_WHAT THIS TASK INVOLVES_:
Take the lines from the one containing "Identify one point on each instance of the red" through the last line of the entries below and arrange them as a numbered list, leaving out any blank lines.

_RECORDS TO USE_:
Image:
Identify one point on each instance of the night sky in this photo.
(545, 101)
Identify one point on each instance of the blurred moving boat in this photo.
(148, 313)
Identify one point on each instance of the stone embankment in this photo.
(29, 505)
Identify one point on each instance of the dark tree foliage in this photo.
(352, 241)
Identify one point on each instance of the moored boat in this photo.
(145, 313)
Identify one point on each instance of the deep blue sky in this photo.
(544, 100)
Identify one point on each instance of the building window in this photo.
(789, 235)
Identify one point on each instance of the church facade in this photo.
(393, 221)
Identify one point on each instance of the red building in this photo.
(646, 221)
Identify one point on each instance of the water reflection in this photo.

_OUTPUT OF THE TASK_:
1. Identify one point on each instance of the red building in this photo.
2. (646, 221)
3. Identify one point on each instance of the water reflection in this photo.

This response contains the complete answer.